| Исходный текст |
=-=-=

ПО ПЕРВОПУТКУ

Принимаясь за труд, большой или малый, человек думает прежде всего, как он станет его продолжать, чтобы добиться успеха. И сколь ни далека заветная цель, он станет жить с тех пор нетерпением увидеть приметы того, что дело, начатое им, вершится успешно и без задержек.


Об этом молодом председателе я впервые услышал в ту пору, когда нечерноземная эпопея едва набирала размах. Разговоры шли не о том, что успели уже достигнуть, скорее о хворях, заботах, бедах и, понятно, о планах — великий и древний край, выходя на новый виток биографии, искал возможных путей для возрождения. И потому в реестре старых имен, подвижников колхозной деревни, таких, как знаменитый Аким Горшков или Прасковья Малинина, все чаще и чаще стали мелькать молодые.

Кажется, в костромской молодежной газете — я теперь уже не помню, при какой обстановке, — мне показали портрет. С листа вприщур и цепко смотрел парень с густой, прямо-таки купеческой бородищей музейного образца.

— Это Гарин Юрий Павлович. Исключительно головастый председатель из Пыщуга.

Далее следовал рассказ, что колхоз до него был вечным нахлебником у государства. Народ таял, всего пять трактористов оставалось, а всех колхозников двадцать семь. Гарин приехал после института, став по списку двадцать восьмым. А через год колхоз получил прибыль.

— Ни гроша, да вдруг алтын, — горячо говорили оптимисты, — видать, и скорое богатство бывает, если дело с умом вести.

— Скорое, да неспорое, — отвечали скептики. — Надо еще посмотреть, чем это кончится. Может, случайность?

Время шло. В хозяйствах от Совеги до Шелыкова — всюду имя Гарина произносилось с почтением, и можно было понять, что звезда его не закатилась.

— У-у, это крепкий и заводной мужик. Я его знаю, — сказал Владимир Алексеевич Чулков, первый заместитель начальника областного сельхозуправления. — И далеко не прост, донца в нем не увидишь. А ради колхозной выгоды копейку не упустит. К нему пол-области ездило учиться.

Нет, рассказы звучали достоверно, однако хотелось не со слов, не издали — в упор рассмотреть и послушать человека, усилием которого, как уверял Чулков, добавилось добрых перемен.

I

Начиналась весна, землю грел март, глаза слепило от солнца, и ветер трепал подолы придорожных берез как ему хотелось. Среди заснеженных полей первой оттаяла асфальтовая дорога, и ее черная лента еще больше подчеркивала всеобщую белизну. Чтобы попасть к Гарину, надо сойти с автобуса, километров десяти не доезжая Пыщуга, и с четверть часа пройти через лес. Сразу за еловой опушкой откроется глазу россыпь изб и колхозных построек.

Гарин сидел за столом в зимнем пальто — то ли из окна ему в спину дуло, то ли собрался уходить, а рыжая, пирожком, шапка вкупе с бородой, делала его лицо еще более значительным и крупным. Он оказался не менее колоритен, чем на фотоснимке, что мне когда-то показывали, разве седины в бороде добавилось. Мы познакомились, разговорились. Но взгляд его еще долго оставался выжидательным и цепким.

=-=-=

| Выдержки из данных |

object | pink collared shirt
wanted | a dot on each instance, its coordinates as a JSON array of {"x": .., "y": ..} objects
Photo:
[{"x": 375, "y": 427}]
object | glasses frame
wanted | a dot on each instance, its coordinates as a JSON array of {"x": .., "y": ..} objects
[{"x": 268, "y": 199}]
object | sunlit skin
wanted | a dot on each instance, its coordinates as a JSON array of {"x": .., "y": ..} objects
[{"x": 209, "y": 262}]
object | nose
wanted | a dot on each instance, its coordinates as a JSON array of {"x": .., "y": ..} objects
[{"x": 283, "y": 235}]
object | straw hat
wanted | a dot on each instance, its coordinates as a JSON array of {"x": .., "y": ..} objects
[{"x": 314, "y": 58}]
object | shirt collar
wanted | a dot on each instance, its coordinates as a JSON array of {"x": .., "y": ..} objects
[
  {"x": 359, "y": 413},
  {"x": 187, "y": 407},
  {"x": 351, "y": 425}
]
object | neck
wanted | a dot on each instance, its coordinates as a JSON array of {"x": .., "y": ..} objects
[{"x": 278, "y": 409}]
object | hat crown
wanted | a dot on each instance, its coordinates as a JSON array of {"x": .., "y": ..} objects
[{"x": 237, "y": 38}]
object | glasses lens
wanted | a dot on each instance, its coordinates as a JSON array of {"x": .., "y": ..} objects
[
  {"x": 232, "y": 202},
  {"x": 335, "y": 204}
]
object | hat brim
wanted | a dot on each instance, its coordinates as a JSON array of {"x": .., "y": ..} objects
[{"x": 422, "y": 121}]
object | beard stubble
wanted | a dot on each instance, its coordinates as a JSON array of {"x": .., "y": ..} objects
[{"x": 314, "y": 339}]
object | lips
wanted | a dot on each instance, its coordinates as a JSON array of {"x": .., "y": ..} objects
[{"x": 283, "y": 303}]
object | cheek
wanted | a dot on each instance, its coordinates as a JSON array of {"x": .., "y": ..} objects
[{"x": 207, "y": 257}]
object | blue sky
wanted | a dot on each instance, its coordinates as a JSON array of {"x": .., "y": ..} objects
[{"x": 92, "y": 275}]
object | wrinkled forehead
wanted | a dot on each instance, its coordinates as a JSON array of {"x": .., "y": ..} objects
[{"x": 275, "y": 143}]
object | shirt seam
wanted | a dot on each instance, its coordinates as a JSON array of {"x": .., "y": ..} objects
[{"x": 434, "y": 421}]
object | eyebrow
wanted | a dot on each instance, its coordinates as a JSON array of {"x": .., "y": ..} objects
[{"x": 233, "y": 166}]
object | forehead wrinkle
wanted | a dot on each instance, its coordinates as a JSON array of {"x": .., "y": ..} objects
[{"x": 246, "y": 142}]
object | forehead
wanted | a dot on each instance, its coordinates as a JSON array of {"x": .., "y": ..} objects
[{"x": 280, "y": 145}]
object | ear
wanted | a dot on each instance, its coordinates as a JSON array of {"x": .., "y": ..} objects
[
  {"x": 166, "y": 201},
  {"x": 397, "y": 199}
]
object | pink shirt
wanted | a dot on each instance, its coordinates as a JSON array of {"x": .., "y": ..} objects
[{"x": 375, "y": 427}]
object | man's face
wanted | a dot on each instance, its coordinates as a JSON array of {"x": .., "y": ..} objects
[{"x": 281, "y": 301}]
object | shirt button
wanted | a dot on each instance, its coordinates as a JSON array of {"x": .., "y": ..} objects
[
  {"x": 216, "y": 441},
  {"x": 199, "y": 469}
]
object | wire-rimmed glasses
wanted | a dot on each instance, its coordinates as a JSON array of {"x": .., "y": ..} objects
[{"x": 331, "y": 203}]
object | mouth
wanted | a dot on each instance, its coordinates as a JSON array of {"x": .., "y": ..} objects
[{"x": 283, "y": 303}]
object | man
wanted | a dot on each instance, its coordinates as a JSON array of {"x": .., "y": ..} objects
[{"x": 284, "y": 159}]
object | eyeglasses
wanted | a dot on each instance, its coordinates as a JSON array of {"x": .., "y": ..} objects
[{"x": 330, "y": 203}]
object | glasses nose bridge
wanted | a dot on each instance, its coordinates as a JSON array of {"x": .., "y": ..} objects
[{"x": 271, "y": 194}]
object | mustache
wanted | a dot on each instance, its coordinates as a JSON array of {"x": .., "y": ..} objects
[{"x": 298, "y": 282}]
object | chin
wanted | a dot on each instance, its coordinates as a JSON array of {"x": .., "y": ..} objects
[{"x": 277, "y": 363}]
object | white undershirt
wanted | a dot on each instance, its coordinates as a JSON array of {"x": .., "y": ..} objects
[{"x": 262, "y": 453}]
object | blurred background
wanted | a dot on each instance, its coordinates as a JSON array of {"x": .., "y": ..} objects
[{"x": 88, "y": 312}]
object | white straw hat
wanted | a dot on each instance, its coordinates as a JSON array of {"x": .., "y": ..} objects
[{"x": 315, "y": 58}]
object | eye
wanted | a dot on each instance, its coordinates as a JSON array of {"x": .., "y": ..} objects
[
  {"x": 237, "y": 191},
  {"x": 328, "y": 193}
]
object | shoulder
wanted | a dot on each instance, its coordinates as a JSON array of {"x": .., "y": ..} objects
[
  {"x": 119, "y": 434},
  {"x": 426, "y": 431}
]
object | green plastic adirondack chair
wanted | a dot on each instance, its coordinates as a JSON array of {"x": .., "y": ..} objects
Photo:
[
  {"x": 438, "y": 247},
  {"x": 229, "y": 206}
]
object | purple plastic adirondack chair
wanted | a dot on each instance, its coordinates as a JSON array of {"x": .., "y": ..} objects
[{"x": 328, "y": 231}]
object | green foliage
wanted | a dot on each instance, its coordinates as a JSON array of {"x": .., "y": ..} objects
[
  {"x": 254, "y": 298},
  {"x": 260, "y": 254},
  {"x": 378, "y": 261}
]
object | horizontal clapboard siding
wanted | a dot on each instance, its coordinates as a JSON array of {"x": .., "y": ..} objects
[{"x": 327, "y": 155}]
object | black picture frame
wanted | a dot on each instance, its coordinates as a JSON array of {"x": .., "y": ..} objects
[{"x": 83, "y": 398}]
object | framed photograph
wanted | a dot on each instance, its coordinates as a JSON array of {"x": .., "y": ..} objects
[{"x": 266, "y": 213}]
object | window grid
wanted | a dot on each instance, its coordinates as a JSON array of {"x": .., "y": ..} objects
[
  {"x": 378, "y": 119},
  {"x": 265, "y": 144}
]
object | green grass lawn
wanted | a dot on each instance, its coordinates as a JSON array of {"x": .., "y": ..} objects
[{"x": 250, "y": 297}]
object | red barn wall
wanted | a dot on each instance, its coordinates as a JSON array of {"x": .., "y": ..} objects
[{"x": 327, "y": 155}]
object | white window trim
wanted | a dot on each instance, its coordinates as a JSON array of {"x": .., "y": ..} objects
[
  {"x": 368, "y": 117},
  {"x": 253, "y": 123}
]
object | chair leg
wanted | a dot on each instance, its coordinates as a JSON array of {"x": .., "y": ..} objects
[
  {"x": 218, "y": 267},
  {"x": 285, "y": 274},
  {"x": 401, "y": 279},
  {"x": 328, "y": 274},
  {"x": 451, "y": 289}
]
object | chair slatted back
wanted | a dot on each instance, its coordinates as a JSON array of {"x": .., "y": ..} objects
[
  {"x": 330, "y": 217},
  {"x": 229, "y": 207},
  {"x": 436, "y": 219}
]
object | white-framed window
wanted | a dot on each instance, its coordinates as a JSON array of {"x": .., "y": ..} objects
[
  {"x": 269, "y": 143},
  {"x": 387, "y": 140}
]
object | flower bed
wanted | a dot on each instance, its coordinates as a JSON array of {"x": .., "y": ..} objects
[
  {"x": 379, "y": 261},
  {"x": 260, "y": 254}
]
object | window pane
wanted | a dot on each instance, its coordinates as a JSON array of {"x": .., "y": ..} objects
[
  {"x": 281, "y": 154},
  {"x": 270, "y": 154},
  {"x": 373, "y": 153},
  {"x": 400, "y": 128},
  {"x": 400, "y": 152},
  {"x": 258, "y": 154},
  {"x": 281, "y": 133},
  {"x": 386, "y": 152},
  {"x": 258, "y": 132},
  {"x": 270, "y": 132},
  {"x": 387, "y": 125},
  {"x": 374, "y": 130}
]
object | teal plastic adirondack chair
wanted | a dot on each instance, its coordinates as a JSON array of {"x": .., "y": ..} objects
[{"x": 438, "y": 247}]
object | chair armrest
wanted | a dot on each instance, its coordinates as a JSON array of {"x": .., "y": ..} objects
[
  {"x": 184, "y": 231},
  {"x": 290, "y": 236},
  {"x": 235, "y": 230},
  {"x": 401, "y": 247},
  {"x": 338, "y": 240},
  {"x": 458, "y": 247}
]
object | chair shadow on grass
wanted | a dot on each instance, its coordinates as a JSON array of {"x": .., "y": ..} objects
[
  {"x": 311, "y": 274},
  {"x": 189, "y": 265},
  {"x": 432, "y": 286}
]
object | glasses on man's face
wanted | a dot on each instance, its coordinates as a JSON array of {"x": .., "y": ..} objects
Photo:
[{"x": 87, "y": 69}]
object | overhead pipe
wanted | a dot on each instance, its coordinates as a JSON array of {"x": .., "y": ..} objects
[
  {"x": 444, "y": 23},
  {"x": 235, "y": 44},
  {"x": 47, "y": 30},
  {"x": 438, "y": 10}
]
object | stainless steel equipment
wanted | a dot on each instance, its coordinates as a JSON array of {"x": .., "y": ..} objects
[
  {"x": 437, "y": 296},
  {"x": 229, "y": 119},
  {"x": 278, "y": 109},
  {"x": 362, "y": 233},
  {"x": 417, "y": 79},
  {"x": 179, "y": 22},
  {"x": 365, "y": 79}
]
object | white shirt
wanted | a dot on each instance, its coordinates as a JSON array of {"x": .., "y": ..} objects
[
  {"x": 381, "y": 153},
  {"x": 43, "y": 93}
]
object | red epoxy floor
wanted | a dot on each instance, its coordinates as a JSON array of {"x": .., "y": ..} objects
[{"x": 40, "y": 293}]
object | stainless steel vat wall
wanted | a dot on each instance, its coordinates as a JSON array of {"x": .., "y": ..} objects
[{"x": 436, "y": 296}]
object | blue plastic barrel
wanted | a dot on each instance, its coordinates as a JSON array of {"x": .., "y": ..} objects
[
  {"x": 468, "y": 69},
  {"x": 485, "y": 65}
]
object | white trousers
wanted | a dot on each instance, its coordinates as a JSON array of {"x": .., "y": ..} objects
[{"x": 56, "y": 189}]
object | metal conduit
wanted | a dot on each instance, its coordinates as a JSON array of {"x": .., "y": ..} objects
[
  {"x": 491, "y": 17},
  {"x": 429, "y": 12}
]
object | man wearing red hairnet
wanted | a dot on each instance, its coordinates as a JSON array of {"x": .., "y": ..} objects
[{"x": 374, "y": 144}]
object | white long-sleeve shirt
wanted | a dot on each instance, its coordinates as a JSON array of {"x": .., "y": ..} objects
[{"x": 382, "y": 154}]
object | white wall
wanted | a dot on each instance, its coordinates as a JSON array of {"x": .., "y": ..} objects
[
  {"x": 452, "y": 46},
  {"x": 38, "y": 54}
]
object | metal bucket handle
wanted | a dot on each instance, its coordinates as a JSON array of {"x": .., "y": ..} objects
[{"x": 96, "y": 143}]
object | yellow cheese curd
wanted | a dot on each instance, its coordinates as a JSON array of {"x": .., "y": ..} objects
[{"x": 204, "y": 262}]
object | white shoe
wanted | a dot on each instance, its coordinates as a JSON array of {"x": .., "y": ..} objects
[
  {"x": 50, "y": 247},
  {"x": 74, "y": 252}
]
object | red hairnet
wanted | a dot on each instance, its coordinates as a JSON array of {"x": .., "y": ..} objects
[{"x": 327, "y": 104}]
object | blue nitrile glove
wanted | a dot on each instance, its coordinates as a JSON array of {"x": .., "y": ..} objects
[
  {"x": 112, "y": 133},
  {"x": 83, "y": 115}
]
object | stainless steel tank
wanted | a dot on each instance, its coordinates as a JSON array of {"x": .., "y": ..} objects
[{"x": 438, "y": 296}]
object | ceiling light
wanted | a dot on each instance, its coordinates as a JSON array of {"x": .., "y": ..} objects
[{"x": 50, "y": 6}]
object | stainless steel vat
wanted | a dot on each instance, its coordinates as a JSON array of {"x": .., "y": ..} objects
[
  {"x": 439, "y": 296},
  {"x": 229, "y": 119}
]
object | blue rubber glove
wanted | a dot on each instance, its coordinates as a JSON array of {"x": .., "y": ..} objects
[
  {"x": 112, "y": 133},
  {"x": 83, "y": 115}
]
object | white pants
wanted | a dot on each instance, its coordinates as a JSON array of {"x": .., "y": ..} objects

=-=-=

| Задание A |
Сколько всего колхозников было в колхозе до приезда Гарина, если верить тексту о председателе Гарине?
| Задание B |
Напишите продолжение текста о председателе Гарине, начиная сразу после его последнего предложения.
Приведенные пункты никак не связаны с текстом о председателе Гарине.

| Ожидаемый ответ A |
Двадцать семь человек.

| Ожидаемый ответ B |
Юрию Павловичу 32 года. Должность председателя он практически получил вместе с дипломом. Уроженец волжского города Юрьевца, он понятия не имел о Пыщуге, куда согласился ехать. И Пыщуг, и Вохма, и Павино, и Боговарово, и Межа — для Костромы это своеобразный «Дальний Восток» — бездорожные, глубинные районы. Единственно верный транспорт — самолет. А все серьезные грузы, от горючего до стройдеталей, можно доставить лишь весной, в разлив, когда реки Ветлуга и Унжа, вздувшись от половодицы, недели на полторы могут поднять груженые баржи.

— Я и в самом деле собрался уходить, — сказал мне Гарин, когда я спросил его, почему он сидит в пальто. — На пилораму собрался. Срочный заказ выполняю. Вот, видите?

Он показал на стенку, где висело два чертежа, на одном был изображен фасад Дома культуры, на другом — торговый центр.

— Это пока картинки. В натуре их нет, — сказал Гарин и поправил бороду, будто крошки смахнул. — А строить надо. Я с ДК хочу начать. Но мне для отопления нужны трубы. По лимитам их не достать — никто не даст. Трубы — страшный дефицит. Ловчить приходится. В Костроме мы нашли завод, заводу для ремонта общежития нужен деревянный брус, а мне завод дает взамен трубы. Сегодня я должен отгрузить первую партию.

За деревней, среди штабелей березовых и еловых хлыстов, монотонно жужжала пилорама. Рамщики, молодые ребята, катали бревна и укладывали после распиловки свежие, пахнущие древесиной брусья. Гарин молча, на глазок, измерил, сколько напилено, и велел вызывать грузовую машину с прицепом.

— А куда нам спешить? — спросил Борис Долгоруков, начальник пилорамы и всех колхозных промыслов. — Может, завтра, Юрий Павлович, машину отправим?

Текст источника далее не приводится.